Data items
━━━━━━━━━━━━━━━━━━━━━━━━━━━━━━

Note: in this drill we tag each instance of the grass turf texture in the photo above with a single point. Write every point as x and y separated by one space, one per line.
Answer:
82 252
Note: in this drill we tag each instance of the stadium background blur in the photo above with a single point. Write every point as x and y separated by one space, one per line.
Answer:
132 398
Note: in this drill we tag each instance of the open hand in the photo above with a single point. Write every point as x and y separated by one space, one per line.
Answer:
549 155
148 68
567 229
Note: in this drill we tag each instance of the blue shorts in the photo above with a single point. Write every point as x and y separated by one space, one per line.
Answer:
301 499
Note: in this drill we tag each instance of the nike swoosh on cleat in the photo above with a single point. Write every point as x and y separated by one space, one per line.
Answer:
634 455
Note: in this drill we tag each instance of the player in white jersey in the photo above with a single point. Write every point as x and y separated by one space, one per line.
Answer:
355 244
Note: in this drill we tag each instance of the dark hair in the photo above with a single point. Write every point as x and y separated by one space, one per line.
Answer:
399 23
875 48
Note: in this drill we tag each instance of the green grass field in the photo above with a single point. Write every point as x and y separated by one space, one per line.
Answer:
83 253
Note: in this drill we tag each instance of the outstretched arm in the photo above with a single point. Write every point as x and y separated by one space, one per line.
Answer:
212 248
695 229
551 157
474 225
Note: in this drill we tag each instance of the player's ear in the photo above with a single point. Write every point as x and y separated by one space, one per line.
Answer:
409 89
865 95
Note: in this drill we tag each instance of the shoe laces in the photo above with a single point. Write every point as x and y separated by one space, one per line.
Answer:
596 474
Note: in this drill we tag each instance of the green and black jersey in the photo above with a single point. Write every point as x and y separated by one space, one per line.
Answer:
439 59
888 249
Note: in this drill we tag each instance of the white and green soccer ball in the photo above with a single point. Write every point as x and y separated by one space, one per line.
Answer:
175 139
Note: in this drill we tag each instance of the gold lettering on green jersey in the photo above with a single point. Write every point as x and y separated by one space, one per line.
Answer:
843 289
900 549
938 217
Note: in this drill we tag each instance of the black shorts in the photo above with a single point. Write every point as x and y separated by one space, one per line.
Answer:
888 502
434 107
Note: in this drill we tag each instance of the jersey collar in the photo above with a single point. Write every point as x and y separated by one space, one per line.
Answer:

━━━━━━━━━━━━━━━━━━━━━━━━━━━━━━

Print every line of the records exactly. Omit nothing.

Problem solution:
Note: in this drill we tag each instance of the grass turf texture in the photo above with a single point. Write every point as x and y separated by one space, one per line.
Answer:
82 252
Note: in this drill we tag each instance of the stadium background blur in the photo above with a single point. Write every point as x and y separated by one space, one per line.
Answer:
132 398
Note: in this drill we tag each instance of the open hand in the photo above with a single point. Write every point as x and y separated by one space, one per line.
Answer:
549 155
148 68
567 229
Note: in this drill we tag each instance of the blue shorts in the photo above with a single point. Write every point as x and y separated by one space, one per line.
Answer:
301 499
Note: in this drill we tag each instance of the nike swoosh on cleat in the photo above with a single point. Write every point as x and y separated by one space, one per line.
Answer:
634 455
Note: in this drill we tag each instance of the player in white jersey in the photo above with a single point. Write every point as x and y separated by one space, one per line.
Answer:
355 244
Note: in this drill we tag each instance of the dark hair in the photo above with a single point. Write every point as x and y separated by one space, one per line.
Answer:
399 23
875 48
Note: in this drill we tag each instance of the green grass field in the photo above with a single point. Write every point as x and y separated by one space, one per line.
Answer:
83 253
Note: in this drill we tag each instance of the outstretched arm in the photo above with a single point. Write every point as x and y separated by one space, one per line.
Answer:
212 248
695 229
551 157
474 225
Note: in this drill we tag each instance of the player's ear in the photo above with a single point. Write every point as x and y separated by one space, one per line.
Answer:
409 89
865 95
Note: in this drill we tag each instance of the shoe laces in the photo above with a single point. Write every point as x and y separated by one space, one per line.
Answer:
596 474
Note: in this drill we tag each instance of the green and black jersey in the photo above with a single point. Write every point as x and y separated by one space, one per line.
Answer:
439 59
888 249
Note: in this drill we tag each instance of the white and green soccer ball in the photo above with a single point. Write every point as x and y separated by one space, one per line.
Answer:
175 139
Note: in this drill we tag each instance of the gold lettering on green jersey in the photo above with a single point. Write every point as x and y separated by one space, one per line.
Answer:
843 289
900 549
938 217
Note: in this drill we tag each instance of the black shorts in the photo above with a single point. Write every point as x and y separated by one space, one per line.
Answer:
888 502
434 107
Note: in this drill we tag each instance of the jersey collar in the photo above with a single point. Write every point as x and y separated by one space, one per line.
Answer:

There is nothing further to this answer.